───── Information provided ─────

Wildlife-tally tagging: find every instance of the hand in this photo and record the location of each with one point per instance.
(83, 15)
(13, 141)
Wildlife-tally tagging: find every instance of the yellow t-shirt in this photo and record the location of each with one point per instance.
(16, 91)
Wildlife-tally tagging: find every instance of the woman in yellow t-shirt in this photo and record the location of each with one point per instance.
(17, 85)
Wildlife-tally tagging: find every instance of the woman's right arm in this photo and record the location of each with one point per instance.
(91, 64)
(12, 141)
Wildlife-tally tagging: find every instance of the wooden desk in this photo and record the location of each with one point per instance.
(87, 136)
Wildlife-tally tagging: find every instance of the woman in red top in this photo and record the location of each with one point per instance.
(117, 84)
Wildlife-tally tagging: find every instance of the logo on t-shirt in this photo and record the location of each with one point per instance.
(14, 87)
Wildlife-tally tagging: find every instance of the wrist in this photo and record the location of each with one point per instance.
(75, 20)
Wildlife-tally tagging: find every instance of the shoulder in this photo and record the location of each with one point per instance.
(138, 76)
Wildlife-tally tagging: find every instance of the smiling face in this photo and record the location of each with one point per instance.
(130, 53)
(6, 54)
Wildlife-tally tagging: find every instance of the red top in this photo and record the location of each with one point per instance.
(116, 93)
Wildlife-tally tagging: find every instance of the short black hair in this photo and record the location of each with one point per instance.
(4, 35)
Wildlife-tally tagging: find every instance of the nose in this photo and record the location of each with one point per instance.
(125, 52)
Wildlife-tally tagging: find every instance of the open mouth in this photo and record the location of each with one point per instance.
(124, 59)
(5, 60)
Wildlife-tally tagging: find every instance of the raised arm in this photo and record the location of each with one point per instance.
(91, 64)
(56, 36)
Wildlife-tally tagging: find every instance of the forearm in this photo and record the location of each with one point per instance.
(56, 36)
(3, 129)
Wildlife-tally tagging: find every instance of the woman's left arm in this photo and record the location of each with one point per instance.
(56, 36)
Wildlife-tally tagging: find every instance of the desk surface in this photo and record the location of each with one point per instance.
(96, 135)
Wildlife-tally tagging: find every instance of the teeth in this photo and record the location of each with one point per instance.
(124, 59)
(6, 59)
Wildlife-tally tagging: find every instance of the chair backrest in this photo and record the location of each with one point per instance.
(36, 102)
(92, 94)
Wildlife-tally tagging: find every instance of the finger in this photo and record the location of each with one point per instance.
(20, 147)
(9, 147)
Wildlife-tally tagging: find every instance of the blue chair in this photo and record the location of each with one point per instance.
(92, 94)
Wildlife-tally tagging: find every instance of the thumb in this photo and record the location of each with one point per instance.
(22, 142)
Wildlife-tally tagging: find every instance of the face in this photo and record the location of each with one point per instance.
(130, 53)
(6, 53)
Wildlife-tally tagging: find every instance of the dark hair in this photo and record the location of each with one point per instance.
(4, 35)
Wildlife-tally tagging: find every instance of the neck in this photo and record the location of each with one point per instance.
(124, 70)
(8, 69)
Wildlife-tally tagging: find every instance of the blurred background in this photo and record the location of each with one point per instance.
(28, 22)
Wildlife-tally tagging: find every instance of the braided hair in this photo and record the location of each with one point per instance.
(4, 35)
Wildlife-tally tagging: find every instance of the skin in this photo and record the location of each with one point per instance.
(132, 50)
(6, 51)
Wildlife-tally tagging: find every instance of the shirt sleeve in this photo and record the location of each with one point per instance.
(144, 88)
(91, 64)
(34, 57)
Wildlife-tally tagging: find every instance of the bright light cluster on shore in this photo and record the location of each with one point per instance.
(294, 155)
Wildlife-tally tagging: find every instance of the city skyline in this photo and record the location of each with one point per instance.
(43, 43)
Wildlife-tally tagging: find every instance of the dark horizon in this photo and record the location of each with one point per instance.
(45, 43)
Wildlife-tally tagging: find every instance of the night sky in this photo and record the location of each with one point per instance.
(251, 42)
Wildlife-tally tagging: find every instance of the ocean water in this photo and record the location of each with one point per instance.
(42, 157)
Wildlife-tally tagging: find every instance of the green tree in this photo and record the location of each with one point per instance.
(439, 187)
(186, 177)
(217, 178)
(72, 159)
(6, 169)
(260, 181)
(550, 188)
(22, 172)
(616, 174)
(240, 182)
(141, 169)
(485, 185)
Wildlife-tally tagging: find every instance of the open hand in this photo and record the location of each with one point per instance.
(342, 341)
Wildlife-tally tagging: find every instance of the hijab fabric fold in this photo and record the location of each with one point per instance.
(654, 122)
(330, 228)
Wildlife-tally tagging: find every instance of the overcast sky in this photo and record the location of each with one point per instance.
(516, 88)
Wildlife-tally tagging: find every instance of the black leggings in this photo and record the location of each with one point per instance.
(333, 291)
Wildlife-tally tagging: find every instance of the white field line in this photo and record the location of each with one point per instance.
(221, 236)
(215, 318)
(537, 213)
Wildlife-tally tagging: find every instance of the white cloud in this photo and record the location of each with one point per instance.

─────

- Exercise instructions -
Nothing in the data may change. Give it again in full.

- Reply -
Wildlife-tally tagging: find every instance of the hand in this photo and record the location of each with one point per instance.
(83, 15)
(13, 141)
Wildlife-tally tagging: find every instance of the yellow t-shirt in this photo and record the location of each with one point per instance.
(16, 91)
Wildlife-tally tagging: find every instance of the woman in yellow t-shirt in this photo and record the location of each with one point per instance.
(17, 85)
Wildlife-tally tagging: find every instance of the woman's right arm in this photo and record the location of each with one point per instance.
(91, 64)
(12, 141)
Wildlife-tally tagging: find every instance of the wooden desk in this photo and record the location of each with one point per instance.
(87, 136)
Wildlife-tally tagging: find every instance of the woman in red top in this photo and record the location of each with one point per instance.
(117, 84)
Wildlife-tally tagging: find every instance of the logo on t-shirt in this photo and record the location of each with one point per instance.
(14, 87)
Wildlife-tally tagging: find every instance of the wrist in this photo and record the location of each with one point per instance.
(75, 20)
Wildlife-tally tagging: find every instance of the shoulder in this photo and record the location of each with one point per instance.
(138, 76)
Wildlife-tally tagging: find every instance of the smiling face in this photo and record the location of each with one point per instance.
(130, 53)
(6, 54)
Wildlife-tally tagging: find every instance of the red top in this photo and record the location of each with one point per instance.
(116, 93)
Wildlife-tally tagging: find every instance of the short black hair in this photo and record the location of each with one point per instance.
(4, 35)
Wildlife-tally tagging: find every instance of the nose in this photo and record the location of each with one point per instance.
(125, 52)
Wildlife-tally tagging: find every instance of the open mouth in this photo and record the location of each with one point per instance.
(124, 59)
(5, 60)
Wildlife-tally tagging: find every instance of the raised arm in this photo and record the location of each with one point per instance.
(91, 64)
(56, 36)
Wildlife-tally tagging: find every instance of the forearm in this photo and record the location of each with one point per instance.
(56, 36)
(3, 129)
Wildlife-tally tagging: find every instance of the woman's left arm in this photo and record the location of each with one point per instance.
(56, 36)
Wildlife-tally tagging: find every instance of the desk surface in this photo and record the location of each with one point per instance.
(96, 135)
Wildlife-tally tagging: find every instance of the teeth in this photo and record the location of each with one point per instance.
(124, 59)
(6, 59)
Wildlife-tally tagging: find every instance of the chair backrest in this photo and record the location of each with one point per instance.
(36, 102)
(92, 94)
Wildlife-tally tagging: find every instance of the finger in this photo and record the location of each with one point per instance.
(20, 147)
(9, 147)
Wildlife-tally tagging: find every instance of the blue chair in this photo and record the location of each with one point per instance.
(92, 94)
Wildlife-tally tagging: find every instance of the thumb in this photo and record the location of each with one point per instance.
(22, 142)
Wildlife-tally tagging: find every instance of the face in this photo and record the location of each with one point per instance.
(130, 53)
(6, 53)
Wildlife-tally tagging: find every instance of the dark hair in this photo and record the location of each with one point per instance.
(4, 35)
Wildlife-tally tagging: find every instance of the neck in this photo and record the location of each with one point per instance.
(124, 70)
(8, 69)
Wildlife-tally tagging: find every instance of the blurred background in this photo and record the location of each with one point per instance.
(28, 22)
Wildlife-tally tagging: find every instance of the braided hair in this photo and record the location of each with one point per instance.
(4, 35)
Wildlife-tally tagging: find every instance of the skin in this photo and record the location of each with one point per instance.
(132, 50)
(6, 51)
Wildlife-tally tagging: find every instance of the shirt sleeve in this photo and record the location of each with one point per instance.
(144, 88)
(91, 64)
(34, 57)
Wildlife-tally tagging: find every instance of the bright light cluster on shore in this photo and record the location of each with one point per instance.
(294, 155)
Wildlife-tally tagging: find every instance of the city skyline in this photo and record the location of each with one point per instance.
(43, 43)
Wildlife-tally tagging: find every instance of the dark horizon in this photo and record the location of each with one point per instance.
(45, 43)
Wildlife-tally tagging: find every instance of the night sky in this photo and record the location of each with one point per instance.
(251, 42)
Wildlife-tally tagging: find every instance of the ocean water in this photo and record the location of each with one point per instance.
(42, 157)
Wildlife-tally tagging: find every instance of the green tree in this photo and record the location of each with one point per instance.
(439, 187)
(186, 177)
(217, 178)
(72, 159)
(6, 169)
(260, 181)
(550, 188)
(22, 172)
(616, 174)
(240, 182)
(141, 169)
(485, 185)
Wildlife-tally tagging: find every instance of the open hand in this photo and record the location of each with one point per instance.
(342, 341)
Wildlife-tally tagging: find every instance of the hijab fabric fold in this photo and record the location of each with one point per instance.
(654, 122)
(330, 228)
Wildlife-tally tagging: find every instance of the overcast sky in this photo and record the location of each with one point per instance.
(516, 88)
Wildlife-tally tagging: find every instance of the black leggings in this photo and record the location of each with one point per instance.
(333, 291)
Wildlife-tally tagging: find every instance of the white field line in this photo and record the location of each with one point per instance.
(221, 236)
(215, 318)
(537, 213)
Wildlife-tally tagging: find every instance of the white cloud in this photo and record the location of each with one point per instance.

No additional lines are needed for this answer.